## THE RECORDS

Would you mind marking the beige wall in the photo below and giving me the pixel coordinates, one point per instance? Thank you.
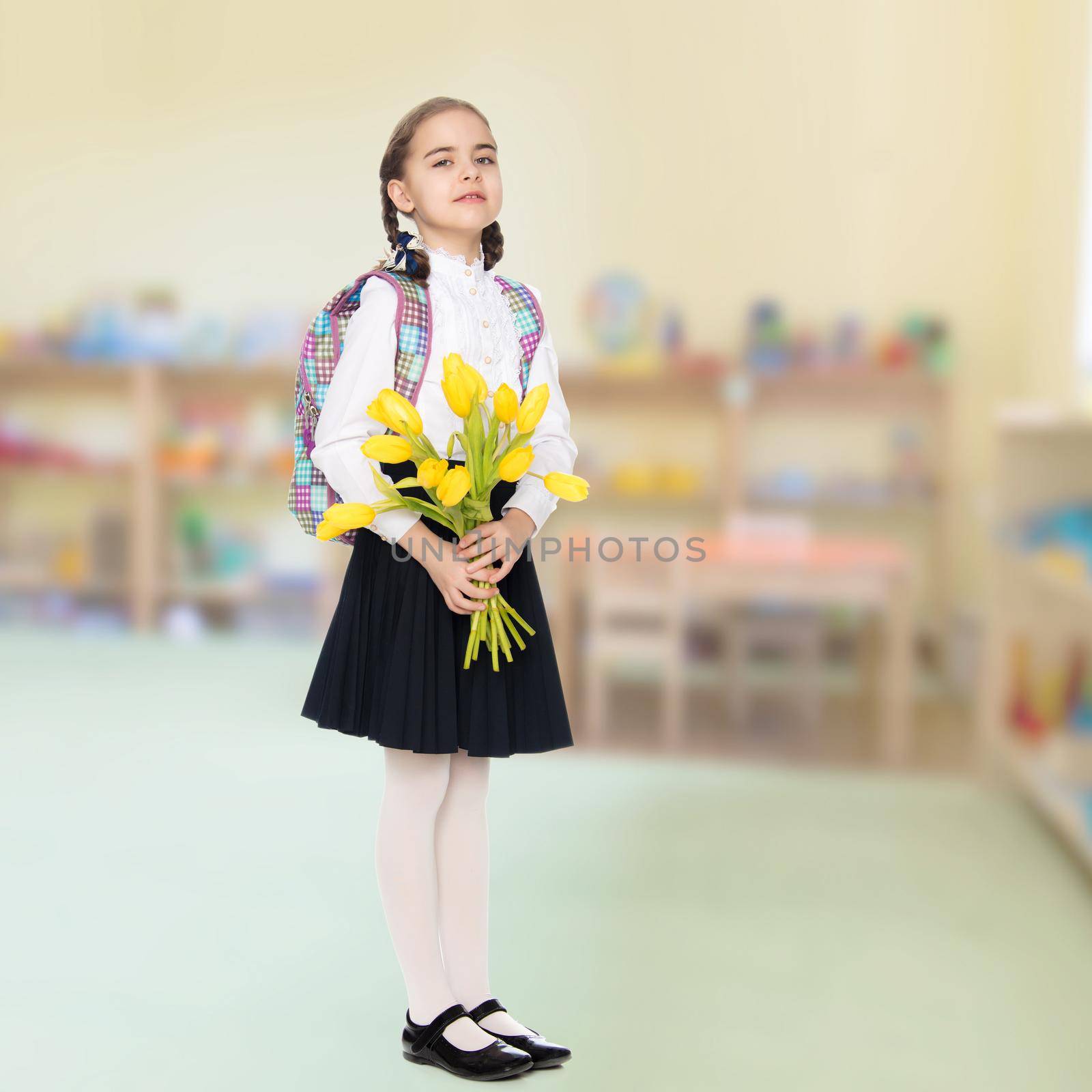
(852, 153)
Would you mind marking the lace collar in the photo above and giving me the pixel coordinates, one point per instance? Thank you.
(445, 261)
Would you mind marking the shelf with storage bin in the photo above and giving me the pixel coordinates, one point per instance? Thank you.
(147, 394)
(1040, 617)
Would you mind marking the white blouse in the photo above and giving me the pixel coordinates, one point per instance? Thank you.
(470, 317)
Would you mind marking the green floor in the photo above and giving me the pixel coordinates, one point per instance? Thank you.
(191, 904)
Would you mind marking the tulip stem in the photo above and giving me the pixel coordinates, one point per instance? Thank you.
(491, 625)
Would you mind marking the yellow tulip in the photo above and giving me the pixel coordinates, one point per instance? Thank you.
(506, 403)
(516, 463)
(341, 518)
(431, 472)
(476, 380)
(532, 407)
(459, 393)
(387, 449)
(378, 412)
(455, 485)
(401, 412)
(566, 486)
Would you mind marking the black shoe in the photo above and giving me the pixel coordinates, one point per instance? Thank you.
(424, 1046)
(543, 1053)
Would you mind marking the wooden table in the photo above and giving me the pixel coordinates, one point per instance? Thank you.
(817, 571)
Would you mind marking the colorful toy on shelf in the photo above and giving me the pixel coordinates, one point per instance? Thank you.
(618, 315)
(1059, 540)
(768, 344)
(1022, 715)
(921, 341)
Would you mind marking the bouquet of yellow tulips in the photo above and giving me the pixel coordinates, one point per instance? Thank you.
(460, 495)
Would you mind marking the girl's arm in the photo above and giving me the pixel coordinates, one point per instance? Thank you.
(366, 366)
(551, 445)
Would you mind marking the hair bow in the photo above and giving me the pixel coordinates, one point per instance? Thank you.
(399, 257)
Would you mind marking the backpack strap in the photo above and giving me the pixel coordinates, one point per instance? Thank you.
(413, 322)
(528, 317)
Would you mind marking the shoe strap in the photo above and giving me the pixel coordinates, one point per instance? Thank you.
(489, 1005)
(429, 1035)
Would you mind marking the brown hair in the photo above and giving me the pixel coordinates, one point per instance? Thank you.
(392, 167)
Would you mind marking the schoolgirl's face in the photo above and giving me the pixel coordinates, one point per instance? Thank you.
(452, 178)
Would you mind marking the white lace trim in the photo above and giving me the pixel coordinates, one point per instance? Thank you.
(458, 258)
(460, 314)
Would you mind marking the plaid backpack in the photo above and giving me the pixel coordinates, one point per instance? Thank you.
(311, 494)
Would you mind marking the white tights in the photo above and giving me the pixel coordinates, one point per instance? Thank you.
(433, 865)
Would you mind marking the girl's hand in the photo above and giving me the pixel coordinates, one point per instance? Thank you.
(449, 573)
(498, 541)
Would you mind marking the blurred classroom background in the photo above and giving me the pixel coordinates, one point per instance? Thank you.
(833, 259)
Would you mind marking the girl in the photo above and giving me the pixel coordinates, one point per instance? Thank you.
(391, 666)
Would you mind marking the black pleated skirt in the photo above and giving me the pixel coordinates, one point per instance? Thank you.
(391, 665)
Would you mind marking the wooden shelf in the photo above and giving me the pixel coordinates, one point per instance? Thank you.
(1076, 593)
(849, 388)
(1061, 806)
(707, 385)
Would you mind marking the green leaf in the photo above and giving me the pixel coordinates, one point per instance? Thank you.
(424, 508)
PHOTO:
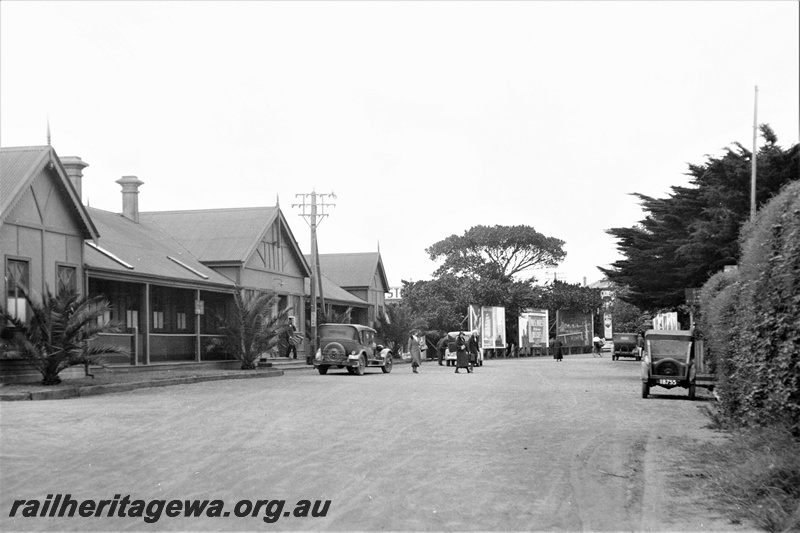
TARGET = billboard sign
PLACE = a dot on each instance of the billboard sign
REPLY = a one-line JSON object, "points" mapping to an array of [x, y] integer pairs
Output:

## TASK DIRECTIONS
Return the lines of the data above in full and exactly, with no pictures.

## REPLY
Would you mind marking the beige wall in the photo below and giving me the pixel coordinates, one point per instance? Thank you.
(852, 153)
Would you mind marking the lace collar in the photo above and giving me the pixel coordinates, one point per instance? Thank you.
(445, 261)
Would you mind marking the shelf with storage bin in the photo above and giving me the pixel coordinates, one point per instance? Thank you.
(147, 394)
(1040, 617)
Would you mind marking the white blouse in the photo above and giving me the pixel coordinates, one point per instance? Thank you.
(470, 317)
Would you mind marking the green floor in the photo above and giving me the pixel coordinates, one point per instance? Thank you.
(191, 904)
Would you mind marking the tulip stem in the photo above and giving me the pixel coordinates, one point per instance? Thank you.
(491, 625)
Would you mind marking the yellow tulip in the photo above and giving me the pixel coordinates, one point per instance? Thank you.
(506, 403)
(516, 463)
(341, 518)
(431, 472)
(476, 380)
(532, 407)
(459, 393)
(387, 449)
(378, 412)
(455, 485)
(401, 412)
(566, 486)
Would you mind marking the black shoe in the photo above and giving me the pixel coordinates, one point per instance? Thank you.
(424, 1046)
(543, 1053)
Would you mind marking the wooden table in the photo above and giving me the pixel coordinates, one point per instance? Thank you.
(817, 571)
Would you mind marking the colorful toy on shelf in the photo above and giving me the pixel coordinates, one point per instance? Thank you.
(618, 315)
(1059, 540)
(768, 344)
(1022, 715)
(921, 341)
Would you mind marking the bouquet of yellow tulips in the photo above and giving me the pixel coordinates, one point per instance? Thank you.
(460, 495)
Would you mind marking the girl's arm in the photo above and giving me the pixel coordinates, one point per instance? Thank you.
(366, 366)
(551, 445)
Would you mind marking the hair bow in the photo above and giving me the pixel coordinates, one point per instance? Thank you.
(399, 257)
Would you mind marking the backpack strap in the photo above and giving me the pixel coordinates, one point per instance? Thank you.
(413, 322)
(528, 317)
Would you mind marking the shoe strap in the photo above and giving me the pixel coordinates, one point per instance? Thank you.
(489, 1005)
(429, 1035)
Would you mind marking the brown hair in the photo above and giving me the pixel coordinates, one point per instance? Thank you.
(392, 167)
Would you mind marking the schoolgirl's face in the photo above and giving me the pixel coordinates, one point per instance? Thank you.
(452, 178)
Would you mind marking the white lace trim in the photo above and giving me the pixel coordinates, one point per instance? Thank you.
(458, 258)
(460, 314)
Would you mind marking the plaid backpack in the photo above and giving me the pixel coordinates, one point per instance? Thank you.
(311, 494)
Would you mind marking the white tights in the photo above and giving me the pixel coordinates, one point per instance? Thank you.
(433, 865)
Would you mind marking the girl's hand in the photo above and giving me the pixel coordinates, one point per instance? Thank you.
(449, 573)
(498, 541)
Would you mind marking the blurred classroom background in the photo above and giving me the pixel coordinates, one point per instance? Thank you.
(833, 259)
Would you mind marking the girl in the photo above and giving me the pixel coordinates, one point per instance? Thank you.
(391, 666)
Would you mind marking the black pleated skirt in the photo above and giving me the pixel coordinates, one point per instance? Thank you.
(391, 665)
Would you mind marking the wooden shelf in the photo above and giving me the pixel coordinates, one point per instance? Thank you.
(1076, 593)
(849, 388)
(1061, 806)
(707, 385)
Would you mind marking the green leaf in the photo above and giving me the pixel coordinates, one point per instance? Thank you.
(424, 508)
PHOTO:
TARGET = billboard sign
PLACE = a dot on each instance of the billboard sign
REPLY = a one-line JSON object, "points" mapping to an array of [x, y] integer pairs
Output:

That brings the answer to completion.